Location annotation dataset excerpts

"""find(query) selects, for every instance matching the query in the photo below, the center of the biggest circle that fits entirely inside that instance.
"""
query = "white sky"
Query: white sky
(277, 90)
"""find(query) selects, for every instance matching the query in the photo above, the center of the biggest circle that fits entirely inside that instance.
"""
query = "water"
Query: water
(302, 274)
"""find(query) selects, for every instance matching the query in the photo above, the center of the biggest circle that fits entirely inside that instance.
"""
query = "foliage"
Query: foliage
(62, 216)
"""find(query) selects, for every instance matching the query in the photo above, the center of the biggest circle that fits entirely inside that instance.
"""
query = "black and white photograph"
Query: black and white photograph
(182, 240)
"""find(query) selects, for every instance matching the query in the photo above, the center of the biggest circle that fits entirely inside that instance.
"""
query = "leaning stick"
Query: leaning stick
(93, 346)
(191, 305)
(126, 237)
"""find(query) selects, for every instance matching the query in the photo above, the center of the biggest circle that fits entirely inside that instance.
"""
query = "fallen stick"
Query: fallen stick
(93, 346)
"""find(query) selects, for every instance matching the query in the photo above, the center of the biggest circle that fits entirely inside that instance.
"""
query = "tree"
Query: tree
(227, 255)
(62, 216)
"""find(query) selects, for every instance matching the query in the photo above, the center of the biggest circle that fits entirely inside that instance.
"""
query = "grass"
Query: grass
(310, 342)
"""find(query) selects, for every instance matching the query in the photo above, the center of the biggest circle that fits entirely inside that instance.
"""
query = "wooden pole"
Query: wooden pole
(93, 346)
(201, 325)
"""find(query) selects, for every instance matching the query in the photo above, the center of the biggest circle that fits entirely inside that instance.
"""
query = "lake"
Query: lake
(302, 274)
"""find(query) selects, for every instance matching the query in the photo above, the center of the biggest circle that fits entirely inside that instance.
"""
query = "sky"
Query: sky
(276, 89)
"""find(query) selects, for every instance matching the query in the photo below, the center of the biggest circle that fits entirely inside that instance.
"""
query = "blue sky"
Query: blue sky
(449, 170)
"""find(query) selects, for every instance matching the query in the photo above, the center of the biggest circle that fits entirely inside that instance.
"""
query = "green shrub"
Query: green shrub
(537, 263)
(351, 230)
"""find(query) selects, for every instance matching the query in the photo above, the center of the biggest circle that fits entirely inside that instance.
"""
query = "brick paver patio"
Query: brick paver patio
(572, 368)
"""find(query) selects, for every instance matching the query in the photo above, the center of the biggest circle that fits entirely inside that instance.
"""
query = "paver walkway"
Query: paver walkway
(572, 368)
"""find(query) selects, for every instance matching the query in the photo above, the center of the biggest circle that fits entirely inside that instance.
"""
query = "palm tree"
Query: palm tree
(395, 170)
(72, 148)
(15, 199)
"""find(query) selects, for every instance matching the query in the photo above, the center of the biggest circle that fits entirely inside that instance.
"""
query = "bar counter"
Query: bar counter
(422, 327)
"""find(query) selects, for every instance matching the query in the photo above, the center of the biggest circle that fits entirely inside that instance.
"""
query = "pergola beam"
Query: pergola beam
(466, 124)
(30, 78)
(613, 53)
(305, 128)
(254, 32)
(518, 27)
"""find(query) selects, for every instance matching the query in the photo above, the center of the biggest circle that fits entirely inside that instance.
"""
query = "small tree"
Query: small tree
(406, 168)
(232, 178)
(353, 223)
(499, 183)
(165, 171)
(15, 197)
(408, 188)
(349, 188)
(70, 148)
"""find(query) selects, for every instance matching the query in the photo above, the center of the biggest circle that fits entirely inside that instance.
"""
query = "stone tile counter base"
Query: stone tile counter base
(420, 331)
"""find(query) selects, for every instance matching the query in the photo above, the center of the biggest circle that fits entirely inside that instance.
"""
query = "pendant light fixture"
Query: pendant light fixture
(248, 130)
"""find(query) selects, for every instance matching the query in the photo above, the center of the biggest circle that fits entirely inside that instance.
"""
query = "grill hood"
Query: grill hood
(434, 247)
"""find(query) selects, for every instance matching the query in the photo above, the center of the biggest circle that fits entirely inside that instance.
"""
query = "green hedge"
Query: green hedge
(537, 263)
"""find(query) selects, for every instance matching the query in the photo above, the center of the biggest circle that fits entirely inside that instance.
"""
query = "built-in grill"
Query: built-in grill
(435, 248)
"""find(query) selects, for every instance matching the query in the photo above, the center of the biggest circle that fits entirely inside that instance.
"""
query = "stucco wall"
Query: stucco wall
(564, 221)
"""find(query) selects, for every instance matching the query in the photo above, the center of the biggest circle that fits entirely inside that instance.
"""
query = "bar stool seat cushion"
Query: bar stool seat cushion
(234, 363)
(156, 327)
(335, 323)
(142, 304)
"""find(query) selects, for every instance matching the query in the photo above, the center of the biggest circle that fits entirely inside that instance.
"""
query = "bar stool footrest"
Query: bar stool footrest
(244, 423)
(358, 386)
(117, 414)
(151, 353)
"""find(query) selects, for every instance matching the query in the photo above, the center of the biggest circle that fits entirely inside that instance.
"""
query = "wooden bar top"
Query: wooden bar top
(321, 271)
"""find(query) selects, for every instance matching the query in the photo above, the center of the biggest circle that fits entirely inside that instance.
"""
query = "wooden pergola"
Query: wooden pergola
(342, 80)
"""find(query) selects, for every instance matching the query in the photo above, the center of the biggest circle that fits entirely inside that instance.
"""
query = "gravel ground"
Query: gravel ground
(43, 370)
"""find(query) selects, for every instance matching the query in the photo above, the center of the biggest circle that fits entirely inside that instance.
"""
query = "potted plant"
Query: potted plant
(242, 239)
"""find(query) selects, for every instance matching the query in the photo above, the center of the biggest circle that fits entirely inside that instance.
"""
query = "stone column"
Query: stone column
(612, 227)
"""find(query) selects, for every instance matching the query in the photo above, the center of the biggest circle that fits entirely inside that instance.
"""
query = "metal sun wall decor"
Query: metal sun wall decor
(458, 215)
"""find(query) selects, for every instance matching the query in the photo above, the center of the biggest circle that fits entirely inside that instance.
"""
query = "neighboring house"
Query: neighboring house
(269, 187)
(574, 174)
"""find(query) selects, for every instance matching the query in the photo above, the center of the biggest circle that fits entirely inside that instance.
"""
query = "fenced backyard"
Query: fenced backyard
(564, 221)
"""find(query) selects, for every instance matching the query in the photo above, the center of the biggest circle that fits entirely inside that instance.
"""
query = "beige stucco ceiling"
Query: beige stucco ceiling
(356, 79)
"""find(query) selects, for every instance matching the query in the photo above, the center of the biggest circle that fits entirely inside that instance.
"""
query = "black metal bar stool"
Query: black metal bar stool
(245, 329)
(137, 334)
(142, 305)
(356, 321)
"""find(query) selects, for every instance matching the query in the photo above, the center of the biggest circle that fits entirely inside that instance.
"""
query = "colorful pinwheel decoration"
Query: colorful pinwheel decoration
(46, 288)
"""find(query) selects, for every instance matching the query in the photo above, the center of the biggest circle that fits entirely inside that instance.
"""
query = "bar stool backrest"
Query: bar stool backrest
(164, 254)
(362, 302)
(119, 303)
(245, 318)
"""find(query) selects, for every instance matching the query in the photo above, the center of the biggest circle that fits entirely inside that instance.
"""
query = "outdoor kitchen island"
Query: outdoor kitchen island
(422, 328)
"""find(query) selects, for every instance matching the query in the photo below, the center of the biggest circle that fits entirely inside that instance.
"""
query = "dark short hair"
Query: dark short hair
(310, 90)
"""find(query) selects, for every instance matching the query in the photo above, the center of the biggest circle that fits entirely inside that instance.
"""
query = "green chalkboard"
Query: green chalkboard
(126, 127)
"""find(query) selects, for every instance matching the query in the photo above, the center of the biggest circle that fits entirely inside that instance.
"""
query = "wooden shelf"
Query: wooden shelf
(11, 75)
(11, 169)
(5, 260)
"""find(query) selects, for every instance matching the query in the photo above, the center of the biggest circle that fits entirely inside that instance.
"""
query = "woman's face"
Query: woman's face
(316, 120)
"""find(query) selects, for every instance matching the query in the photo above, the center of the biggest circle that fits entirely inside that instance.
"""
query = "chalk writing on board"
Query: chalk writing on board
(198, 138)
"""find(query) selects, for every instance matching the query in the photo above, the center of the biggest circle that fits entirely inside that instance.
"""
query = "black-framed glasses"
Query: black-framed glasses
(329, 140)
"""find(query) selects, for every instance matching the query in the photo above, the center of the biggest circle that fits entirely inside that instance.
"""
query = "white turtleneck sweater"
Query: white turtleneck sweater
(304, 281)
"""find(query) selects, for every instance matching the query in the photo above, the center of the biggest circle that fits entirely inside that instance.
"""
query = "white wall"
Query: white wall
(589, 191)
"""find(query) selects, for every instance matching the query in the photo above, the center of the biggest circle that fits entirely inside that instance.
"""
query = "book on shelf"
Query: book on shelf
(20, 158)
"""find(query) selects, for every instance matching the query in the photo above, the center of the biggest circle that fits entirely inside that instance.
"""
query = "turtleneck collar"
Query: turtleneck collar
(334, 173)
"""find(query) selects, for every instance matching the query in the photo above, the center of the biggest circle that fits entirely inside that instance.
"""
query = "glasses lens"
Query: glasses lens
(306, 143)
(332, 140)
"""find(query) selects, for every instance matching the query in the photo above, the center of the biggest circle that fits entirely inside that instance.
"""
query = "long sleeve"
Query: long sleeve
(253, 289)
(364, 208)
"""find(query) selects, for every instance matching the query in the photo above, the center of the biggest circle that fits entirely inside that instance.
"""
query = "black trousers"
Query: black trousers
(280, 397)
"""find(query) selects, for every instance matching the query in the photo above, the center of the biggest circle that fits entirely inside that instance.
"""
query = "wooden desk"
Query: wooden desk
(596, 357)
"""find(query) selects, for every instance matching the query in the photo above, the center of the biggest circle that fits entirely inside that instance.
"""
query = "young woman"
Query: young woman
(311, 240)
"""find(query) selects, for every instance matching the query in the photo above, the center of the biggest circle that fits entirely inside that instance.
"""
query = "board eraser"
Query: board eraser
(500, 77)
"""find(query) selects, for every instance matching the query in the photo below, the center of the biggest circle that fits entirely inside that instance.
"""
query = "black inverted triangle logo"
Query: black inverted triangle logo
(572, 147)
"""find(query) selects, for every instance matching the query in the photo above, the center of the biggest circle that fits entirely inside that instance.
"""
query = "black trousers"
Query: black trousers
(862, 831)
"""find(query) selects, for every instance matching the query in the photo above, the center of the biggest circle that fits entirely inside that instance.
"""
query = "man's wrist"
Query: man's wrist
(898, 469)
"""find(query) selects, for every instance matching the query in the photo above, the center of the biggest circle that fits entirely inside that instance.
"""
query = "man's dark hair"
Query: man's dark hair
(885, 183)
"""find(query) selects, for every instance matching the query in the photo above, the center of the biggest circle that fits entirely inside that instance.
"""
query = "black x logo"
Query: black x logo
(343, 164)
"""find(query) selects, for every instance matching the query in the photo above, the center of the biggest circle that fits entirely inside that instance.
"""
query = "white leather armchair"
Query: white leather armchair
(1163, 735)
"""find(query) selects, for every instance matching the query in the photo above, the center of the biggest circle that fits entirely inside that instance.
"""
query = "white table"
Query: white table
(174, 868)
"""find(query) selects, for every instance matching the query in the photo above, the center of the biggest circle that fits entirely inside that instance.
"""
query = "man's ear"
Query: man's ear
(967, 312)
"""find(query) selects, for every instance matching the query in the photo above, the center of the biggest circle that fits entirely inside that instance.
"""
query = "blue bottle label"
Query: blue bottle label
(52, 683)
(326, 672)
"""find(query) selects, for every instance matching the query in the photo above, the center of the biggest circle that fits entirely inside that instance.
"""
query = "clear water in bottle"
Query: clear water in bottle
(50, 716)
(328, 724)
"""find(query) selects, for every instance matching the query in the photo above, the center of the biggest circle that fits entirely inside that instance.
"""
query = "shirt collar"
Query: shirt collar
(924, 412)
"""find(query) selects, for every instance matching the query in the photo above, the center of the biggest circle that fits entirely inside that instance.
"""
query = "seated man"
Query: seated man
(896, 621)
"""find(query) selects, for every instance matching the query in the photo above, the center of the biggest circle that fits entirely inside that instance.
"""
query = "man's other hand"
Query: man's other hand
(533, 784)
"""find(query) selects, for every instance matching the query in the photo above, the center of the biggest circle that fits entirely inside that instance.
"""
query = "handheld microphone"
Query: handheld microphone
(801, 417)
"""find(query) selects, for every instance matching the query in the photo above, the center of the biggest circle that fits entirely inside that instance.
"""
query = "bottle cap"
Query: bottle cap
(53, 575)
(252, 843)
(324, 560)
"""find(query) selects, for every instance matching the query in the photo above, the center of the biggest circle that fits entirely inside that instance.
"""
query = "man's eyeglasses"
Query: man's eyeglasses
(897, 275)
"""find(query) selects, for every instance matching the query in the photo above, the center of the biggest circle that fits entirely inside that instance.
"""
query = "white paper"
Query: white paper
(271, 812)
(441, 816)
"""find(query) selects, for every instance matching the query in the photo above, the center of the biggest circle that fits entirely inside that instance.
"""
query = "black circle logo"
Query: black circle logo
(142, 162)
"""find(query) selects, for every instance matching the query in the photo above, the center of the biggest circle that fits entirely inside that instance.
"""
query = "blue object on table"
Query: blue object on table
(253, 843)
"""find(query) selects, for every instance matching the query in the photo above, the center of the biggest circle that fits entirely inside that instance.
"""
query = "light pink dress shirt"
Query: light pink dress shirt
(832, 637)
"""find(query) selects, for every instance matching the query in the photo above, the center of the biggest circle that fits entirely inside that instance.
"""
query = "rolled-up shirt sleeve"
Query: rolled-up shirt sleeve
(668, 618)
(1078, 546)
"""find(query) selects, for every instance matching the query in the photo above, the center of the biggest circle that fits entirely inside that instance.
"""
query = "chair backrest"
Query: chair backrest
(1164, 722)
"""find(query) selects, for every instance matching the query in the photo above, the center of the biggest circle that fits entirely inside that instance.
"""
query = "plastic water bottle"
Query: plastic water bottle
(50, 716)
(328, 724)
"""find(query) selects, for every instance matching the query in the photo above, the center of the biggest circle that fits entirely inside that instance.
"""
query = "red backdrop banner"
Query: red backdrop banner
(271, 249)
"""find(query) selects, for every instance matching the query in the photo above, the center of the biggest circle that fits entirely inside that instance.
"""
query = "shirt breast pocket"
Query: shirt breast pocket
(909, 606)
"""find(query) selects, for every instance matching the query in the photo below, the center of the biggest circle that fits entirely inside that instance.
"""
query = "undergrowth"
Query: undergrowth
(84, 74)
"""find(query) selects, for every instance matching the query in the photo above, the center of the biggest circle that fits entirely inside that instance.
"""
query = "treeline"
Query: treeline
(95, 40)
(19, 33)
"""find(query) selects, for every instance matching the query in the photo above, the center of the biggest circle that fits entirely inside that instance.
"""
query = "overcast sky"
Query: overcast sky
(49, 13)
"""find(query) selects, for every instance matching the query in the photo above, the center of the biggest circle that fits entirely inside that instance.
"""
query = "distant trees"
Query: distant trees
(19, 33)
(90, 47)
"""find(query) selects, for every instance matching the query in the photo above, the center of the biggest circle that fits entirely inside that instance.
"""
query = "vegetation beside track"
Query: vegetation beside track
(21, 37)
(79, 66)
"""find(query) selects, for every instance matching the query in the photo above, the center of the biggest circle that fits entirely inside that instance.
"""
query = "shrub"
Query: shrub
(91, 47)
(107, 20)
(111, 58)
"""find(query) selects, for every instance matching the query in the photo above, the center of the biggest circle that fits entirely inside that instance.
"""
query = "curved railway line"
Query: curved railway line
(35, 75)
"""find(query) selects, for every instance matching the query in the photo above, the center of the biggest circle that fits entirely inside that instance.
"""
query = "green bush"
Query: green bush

**INSTRUCTIONS TO FOLLOW:** Report every line of the items above that contains the string "framed".

**WRITTEN REPLY:**
query = "black-framed glasses"
Query: black-framed glasses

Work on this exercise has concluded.